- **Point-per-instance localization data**
###

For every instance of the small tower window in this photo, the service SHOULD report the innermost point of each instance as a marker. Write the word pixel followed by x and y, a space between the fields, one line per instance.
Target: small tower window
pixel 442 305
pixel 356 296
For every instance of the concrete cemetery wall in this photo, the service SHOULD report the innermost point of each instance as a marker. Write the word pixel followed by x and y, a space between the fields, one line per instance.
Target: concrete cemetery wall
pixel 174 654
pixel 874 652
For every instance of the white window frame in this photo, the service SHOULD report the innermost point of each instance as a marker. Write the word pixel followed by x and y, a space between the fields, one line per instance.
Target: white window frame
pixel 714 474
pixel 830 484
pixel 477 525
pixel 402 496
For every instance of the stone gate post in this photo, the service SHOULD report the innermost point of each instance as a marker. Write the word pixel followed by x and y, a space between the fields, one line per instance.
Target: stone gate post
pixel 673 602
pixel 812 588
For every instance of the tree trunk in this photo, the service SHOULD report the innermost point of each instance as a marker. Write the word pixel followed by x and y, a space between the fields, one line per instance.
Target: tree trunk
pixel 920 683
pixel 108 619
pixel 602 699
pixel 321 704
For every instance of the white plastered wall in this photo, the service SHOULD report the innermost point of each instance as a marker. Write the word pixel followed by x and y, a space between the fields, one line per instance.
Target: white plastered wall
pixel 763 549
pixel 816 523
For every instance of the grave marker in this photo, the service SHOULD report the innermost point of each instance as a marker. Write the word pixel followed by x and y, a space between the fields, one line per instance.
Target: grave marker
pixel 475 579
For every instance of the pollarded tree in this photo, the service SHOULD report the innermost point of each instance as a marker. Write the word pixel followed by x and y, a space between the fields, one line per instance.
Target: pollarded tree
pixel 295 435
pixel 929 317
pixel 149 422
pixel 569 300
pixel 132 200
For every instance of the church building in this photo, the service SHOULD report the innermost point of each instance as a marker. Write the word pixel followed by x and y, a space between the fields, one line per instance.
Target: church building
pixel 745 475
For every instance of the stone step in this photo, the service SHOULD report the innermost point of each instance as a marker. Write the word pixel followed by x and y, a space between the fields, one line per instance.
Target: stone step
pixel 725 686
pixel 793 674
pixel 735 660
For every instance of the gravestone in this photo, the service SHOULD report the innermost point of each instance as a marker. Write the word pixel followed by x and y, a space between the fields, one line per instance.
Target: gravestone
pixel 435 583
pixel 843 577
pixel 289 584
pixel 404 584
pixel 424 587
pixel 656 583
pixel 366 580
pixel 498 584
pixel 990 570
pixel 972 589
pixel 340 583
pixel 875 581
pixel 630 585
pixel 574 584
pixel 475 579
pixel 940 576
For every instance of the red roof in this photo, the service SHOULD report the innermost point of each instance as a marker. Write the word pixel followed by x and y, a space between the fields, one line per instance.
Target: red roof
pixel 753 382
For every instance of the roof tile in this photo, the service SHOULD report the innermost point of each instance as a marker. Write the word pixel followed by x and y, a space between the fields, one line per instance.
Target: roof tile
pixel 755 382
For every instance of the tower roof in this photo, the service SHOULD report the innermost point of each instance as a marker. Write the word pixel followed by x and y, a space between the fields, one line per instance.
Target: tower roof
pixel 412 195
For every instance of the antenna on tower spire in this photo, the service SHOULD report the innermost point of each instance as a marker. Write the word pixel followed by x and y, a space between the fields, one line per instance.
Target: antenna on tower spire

###

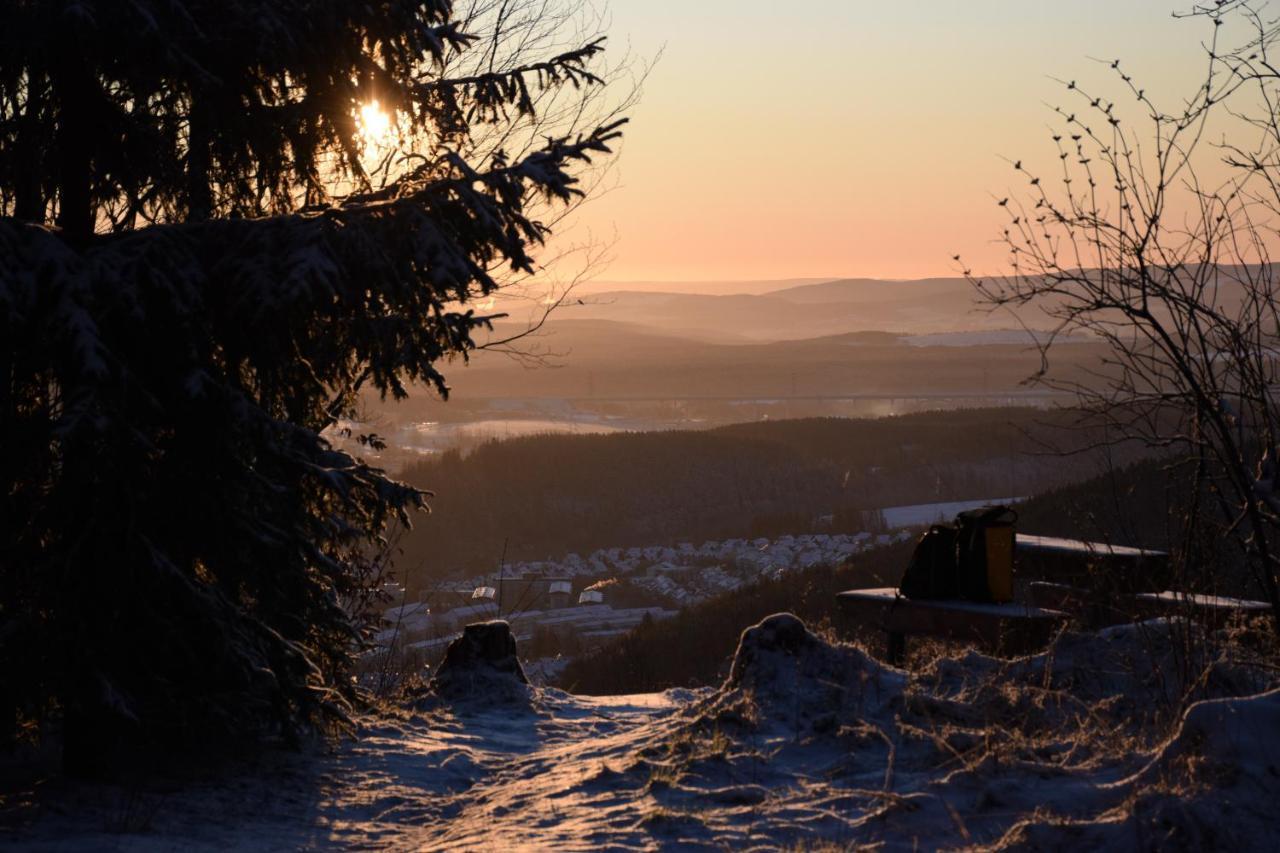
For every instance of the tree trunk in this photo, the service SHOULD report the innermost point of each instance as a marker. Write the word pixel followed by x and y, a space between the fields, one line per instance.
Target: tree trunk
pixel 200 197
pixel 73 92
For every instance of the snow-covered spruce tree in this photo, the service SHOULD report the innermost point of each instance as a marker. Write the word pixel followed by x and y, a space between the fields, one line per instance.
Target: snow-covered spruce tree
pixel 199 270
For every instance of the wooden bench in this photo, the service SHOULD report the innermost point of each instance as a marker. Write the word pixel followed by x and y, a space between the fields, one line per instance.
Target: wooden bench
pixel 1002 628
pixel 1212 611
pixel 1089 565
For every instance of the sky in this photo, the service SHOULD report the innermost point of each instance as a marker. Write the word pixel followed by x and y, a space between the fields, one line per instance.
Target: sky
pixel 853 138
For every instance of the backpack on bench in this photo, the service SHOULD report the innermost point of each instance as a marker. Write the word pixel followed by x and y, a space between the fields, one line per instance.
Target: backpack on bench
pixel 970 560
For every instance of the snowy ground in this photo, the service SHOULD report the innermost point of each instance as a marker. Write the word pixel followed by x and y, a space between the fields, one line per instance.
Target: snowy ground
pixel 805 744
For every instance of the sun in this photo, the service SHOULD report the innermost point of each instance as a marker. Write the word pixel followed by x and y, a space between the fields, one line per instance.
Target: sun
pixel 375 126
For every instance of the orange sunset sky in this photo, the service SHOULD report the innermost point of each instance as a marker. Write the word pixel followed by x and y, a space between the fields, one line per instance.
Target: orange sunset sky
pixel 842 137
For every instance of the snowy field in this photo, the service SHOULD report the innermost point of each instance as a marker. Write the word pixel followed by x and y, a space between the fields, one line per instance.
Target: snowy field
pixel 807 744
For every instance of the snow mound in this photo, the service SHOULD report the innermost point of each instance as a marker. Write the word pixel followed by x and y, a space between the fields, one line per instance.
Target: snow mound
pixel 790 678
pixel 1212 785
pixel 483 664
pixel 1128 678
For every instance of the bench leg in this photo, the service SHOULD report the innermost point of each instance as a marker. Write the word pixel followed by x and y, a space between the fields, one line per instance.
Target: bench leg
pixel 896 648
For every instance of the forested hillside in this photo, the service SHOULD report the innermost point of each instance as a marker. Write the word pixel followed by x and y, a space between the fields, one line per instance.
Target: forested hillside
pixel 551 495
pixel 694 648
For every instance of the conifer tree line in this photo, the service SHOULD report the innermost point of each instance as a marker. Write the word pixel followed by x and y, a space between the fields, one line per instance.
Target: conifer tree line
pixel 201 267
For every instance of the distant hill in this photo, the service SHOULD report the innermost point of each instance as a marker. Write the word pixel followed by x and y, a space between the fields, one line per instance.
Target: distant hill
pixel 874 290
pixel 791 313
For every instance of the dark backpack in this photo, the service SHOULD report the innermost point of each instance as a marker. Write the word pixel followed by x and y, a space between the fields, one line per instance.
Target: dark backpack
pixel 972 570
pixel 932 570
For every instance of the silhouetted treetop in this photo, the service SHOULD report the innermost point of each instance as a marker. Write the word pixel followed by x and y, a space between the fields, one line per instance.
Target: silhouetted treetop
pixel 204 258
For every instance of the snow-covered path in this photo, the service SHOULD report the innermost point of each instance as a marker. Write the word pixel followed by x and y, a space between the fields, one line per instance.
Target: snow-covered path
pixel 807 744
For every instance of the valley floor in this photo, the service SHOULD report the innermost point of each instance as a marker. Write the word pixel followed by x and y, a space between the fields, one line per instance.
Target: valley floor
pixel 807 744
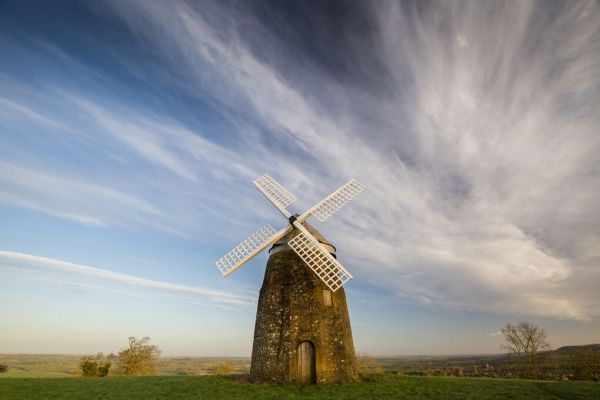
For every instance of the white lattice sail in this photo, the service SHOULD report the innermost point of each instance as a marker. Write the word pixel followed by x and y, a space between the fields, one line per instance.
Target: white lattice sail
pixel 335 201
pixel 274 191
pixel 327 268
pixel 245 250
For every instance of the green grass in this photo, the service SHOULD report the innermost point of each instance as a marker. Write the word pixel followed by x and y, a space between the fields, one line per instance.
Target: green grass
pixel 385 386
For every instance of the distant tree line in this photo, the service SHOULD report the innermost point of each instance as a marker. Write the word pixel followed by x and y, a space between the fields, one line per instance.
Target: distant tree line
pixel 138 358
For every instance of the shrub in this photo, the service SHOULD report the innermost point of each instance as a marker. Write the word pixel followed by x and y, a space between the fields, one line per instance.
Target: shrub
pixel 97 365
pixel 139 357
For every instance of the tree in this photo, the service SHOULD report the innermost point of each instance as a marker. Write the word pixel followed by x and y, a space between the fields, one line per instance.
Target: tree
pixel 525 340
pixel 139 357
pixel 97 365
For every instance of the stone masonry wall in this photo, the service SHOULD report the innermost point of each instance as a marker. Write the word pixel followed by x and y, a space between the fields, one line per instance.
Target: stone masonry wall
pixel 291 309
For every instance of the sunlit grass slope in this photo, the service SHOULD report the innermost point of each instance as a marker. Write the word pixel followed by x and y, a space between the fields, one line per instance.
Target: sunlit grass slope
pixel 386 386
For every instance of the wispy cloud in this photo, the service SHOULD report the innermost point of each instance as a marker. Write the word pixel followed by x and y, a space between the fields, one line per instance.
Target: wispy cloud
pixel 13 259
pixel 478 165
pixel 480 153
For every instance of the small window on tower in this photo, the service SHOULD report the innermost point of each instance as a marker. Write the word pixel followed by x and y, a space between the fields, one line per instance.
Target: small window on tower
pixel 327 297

###

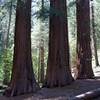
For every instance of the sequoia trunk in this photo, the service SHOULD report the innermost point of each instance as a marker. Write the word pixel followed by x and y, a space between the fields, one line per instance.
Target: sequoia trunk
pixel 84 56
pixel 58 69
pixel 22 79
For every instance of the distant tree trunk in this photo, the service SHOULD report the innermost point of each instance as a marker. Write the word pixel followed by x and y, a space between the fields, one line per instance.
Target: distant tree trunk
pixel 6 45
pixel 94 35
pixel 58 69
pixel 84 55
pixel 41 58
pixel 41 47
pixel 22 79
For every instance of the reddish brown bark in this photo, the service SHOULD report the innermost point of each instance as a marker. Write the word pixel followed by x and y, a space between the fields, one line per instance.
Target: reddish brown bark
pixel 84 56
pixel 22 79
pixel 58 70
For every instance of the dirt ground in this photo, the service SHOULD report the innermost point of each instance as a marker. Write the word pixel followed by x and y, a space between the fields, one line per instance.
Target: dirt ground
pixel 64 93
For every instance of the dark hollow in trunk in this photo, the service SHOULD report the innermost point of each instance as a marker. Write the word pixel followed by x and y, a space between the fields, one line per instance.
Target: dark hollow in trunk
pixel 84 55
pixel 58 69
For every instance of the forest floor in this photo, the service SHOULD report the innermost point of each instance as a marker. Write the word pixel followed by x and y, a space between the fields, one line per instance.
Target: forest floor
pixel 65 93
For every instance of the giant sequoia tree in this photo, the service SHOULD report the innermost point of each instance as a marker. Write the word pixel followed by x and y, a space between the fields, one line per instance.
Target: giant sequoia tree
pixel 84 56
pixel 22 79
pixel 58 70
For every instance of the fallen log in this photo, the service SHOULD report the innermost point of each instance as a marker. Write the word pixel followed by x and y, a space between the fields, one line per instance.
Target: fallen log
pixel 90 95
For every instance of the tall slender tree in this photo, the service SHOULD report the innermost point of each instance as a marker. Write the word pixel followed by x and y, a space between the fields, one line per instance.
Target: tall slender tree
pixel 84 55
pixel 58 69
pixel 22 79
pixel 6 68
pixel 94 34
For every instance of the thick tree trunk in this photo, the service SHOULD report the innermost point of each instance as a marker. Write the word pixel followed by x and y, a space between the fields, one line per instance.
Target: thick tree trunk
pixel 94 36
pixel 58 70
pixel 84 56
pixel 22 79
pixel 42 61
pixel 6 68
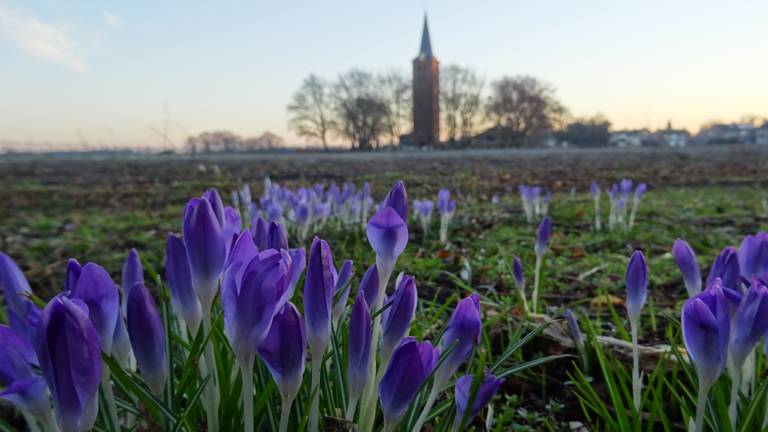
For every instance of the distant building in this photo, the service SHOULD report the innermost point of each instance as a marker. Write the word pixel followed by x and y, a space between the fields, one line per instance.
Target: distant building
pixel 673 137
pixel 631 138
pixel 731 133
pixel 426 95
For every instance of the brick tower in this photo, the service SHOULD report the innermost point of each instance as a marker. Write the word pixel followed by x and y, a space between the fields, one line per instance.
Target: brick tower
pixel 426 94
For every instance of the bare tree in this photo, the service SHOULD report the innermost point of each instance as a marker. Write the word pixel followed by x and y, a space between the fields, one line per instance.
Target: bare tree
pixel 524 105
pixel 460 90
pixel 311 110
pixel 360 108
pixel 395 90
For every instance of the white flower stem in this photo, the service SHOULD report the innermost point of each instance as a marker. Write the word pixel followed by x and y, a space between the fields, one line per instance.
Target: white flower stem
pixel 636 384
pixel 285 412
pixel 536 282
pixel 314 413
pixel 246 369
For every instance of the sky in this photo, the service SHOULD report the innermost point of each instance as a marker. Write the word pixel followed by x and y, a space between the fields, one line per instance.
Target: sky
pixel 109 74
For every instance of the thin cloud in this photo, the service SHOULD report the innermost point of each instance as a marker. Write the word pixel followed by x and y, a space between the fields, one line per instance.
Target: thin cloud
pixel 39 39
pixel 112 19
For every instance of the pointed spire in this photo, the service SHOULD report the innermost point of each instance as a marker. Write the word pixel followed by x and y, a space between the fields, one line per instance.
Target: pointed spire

###

- **What you should do**
Looking over the records, find each line with the word "pointed" and copy it.

- **Finished task**
For every instance of the pointed spire in this photo, the service SHOULD report the innermost point of each instance as a marker. Write the word pixel followed by x and y, a space between the fields, one line per instance.
Target: pointed spire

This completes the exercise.